Sino alla fine del 2019 – dieci anni pieni dopo il punto più basso della depressione del ciclo economico della Grande Recessione – l’economia statunitense non sarebbe tornata a niente di simile alla piena occupazione. E tuttavia la musica delle sirene dell’austerità si può sentire ancora oggi. Un coro crescente di commentatori sta insistendo che i tassi di interesse vicini a zero sono innaturali, e che il deficit deve essere tagliato in modo sostanziale.
Sebbene i falchi della finanza pubblica ammettano che il deficit e il debito non siano attualmente un problema, temono che la situzione possa cambiare da un momento all’altro. I tassi di interesse potrebbero d’un tratto cambiare direzione e cominciare a crescere bruscamente se la psicologia degli investitori subisse uno dei suoi improvvisi spostamenti. L’implicazione è che saremmo in un grave guaio se non facciamo adesso dei passi per tagliare il deficit.

______________________________

● **Esercizi**
[1] Secondo il brano, fino a quando l'economia statunitense non sarebbe tornata a qualcosa di simile alla piena occupazione?
[2] In base al brano, spiega perché i falchi della finanza pubblica temono che la situazione possa cambiare da un momento all'altro, pur ammettendo che deficit e debito oggi non siano un problema.

(Voci salvate)
______________________________

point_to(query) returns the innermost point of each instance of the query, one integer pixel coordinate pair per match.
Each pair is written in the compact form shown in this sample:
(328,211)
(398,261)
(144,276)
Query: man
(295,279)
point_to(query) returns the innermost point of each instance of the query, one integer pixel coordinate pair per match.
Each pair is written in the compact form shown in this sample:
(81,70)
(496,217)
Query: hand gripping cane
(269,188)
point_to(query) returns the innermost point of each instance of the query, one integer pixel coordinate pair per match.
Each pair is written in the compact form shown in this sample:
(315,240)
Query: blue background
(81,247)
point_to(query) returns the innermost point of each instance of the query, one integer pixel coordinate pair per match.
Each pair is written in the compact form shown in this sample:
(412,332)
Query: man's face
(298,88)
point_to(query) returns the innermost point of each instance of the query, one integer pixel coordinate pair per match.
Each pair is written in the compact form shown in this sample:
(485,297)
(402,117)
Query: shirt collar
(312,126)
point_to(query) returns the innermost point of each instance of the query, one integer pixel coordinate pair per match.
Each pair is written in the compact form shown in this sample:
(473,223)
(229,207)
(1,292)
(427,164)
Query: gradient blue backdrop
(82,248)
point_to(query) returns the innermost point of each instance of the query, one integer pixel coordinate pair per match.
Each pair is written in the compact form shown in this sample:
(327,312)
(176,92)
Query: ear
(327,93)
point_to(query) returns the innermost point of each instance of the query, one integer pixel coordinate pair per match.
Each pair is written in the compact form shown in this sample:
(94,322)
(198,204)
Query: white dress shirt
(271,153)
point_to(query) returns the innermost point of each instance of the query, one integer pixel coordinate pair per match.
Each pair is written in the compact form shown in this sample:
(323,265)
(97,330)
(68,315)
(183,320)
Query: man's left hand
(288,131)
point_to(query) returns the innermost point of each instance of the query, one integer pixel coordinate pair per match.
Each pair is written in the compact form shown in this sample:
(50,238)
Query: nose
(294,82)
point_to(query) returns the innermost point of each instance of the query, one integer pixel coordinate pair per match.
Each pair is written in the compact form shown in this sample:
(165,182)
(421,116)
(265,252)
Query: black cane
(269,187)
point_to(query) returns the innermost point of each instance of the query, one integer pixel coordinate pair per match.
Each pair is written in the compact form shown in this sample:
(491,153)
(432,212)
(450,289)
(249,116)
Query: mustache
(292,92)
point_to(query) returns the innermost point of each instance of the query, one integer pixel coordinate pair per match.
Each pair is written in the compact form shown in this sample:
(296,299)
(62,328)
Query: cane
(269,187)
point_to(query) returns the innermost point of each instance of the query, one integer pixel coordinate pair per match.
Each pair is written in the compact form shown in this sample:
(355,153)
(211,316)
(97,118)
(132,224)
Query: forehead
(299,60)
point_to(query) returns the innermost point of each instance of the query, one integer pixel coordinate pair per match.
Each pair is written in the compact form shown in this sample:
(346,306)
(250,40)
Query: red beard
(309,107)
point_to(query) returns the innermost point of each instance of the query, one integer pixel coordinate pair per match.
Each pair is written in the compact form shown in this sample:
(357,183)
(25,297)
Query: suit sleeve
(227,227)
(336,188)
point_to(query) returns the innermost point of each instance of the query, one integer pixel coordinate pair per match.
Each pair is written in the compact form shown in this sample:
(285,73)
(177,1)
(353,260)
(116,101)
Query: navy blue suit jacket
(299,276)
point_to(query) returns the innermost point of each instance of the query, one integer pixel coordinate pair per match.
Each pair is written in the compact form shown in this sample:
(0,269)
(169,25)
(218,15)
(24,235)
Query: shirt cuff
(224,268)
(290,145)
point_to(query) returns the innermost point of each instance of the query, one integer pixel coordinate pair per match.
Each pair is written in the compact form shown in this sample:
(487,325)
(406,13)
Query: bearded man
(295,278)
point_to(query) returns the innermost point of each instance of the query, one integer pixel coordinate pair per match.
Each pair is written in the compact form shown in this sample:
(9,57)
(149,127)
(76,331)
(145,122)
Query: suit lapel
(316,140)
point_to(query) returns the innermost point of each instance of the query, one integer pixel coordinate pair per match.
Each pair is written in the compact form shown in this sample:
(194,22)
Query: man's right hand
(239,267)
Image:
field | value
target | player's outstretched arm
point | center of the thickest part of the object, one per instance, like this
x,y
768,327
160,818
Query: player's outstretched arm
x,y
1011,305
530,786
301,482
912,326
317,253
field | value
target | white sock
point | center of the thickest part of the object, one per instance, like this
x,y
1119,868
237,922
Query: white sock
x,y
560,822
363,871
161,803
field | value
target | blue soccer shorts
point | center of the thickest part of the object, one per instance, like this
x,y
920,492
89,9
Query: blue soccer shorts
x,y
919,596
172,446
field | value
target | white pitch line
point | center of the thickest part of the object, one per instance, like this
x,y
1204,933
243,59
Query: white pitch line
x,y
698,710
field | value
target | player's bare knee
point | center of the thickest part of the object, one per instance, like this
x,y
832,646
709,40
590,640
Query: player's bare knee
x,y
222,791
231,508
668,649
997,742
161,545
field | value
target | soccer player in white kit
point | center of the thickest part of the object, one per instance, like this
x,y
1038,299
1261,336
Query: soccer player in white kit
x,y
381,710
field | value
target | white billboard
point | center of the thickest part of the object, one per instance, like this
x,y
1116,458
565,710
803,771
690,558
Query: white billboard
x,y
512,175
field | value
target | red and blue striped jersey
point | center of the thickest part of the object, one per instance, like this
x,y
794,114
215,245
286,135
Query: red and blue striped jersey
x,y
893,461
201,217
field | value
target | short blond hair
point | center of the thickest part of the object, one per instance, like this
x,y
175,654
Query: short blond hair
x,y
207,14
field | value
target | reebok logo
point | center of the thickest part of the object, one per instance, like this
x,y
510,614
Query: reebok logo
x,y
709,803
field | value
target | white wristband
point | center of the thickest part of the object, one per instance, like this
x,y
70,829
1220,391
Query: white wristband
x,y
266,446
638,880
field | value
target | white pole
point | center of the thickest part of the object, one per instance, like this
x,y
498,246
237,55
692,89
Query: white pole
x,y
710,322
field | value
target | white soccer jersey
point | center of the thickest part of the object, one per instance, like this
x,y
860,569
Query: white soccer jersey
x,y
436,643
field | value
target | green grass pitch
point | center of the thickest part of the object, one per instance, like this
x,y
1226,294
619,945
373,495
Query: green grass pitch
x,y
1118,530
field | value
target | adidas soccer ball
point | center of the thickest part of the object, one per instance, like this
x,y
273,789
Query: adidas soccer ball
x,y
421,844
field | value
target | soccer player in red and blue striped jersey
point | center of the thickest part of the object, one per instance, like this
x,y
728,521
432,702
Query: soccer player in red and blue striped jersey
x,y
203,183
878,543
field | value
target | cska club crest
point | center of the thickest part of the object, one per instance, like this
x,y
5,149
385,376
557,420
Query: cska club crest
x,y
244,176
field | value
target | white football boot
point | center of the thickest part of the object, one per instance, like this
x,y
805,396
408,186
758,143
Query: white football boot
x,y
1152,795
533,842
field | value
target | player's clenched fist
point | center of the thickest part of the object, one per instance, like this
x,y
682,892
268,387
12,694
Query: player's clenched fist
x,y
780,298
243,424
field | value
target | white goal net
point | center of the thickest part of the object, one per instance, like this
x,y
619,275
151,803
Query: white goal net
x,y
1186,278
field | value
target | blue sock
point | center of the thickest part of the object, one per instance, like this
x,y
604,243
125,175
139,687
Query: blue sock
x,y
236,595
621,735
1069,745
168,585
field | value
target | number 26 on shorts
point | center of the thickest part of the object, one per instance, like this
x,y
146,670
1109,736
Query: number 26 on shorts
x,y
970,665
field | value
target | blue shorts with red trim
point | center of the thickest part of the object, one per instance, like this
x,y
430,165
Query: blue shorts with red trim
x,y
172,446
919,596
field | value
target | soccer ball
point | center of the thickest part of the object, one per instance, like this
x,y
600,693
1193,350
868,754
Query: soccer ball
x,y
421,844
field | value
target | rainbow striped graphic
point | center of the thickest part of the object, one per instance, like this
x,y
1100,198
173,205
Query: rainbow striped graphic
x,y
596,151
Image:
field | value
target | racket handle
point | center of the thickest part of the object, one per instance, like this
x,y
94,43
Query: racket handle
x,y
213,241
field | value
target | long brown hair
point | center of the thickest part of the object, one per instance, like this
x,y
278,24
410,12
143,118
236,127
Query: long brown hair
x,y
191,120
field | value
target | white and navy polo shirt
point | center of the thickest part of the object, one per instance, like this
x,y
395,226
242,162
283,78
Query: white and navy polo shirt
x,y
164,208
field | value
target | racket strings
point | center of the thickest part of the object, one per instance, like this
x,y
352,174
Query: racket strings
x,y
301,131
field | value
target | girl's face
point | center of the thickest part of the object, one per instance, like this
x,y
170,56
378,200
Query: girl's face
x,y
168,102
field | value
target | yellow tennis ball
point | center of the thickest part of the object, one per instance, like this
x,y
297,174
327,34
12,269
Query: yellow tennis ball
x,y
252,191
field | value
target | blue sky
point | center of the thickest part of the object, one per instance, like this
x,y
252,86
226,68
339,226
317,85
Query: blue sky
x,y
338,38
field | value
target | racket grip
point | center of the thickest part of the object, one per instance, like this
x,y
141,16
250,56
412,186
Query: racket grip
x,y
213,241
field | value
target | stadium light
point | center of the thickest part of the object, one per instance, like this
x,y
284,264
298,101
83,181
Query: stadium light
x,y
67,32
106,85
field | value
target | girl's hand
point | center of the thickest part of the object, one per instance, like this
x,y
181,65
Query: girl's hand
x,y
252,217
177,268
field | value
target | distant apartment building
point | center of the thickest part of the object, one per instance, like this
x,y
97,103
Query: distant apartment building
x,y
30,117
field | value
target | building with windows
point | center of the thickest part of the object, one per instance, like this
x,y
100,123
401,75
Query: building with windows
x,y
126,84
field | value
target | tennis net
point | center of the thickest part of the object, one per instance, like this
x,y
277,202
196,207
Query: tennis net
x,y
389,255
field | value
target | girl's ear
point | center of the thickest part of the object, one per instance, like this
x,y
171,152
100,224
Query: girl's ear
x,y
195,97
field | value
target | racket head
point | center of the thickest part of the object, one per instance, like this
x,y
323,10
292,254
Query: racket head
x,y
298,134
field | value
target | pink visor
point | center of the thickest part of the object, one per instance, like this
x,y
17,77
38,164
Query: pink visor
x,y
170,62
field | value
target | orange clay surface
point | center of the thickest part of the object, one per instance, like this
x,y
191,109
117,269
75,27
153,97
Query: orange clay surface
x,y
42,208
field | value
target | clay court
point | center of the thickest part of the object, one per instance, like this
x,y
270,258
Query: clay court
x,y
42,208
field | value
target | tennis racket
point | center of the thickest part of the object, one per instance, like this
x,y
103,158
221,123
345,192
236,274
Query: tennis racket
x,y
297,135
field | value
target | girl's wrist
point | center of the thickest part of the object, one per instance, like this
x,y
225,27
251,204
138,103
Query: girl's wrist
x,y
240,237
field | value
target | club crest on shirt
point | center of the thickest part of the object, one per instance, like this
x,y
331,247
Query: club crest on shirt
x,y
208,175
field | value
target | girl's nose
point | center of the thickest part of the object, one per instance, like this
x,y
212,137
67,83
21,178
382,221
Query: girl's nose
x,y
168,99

______________________________

● **Risultati attesi**
[1] Fino alla fine del 2019.

[2] Temono che i tassi di interesse possano invertire all'improvviso la direzione e crescere bruscamente, se la psicologia degli investitori subisse uno dei suoi improvvisi spostamenti. Per questo ritengono che saremmo in un grave guaio se non tagliassimo subito il deficit.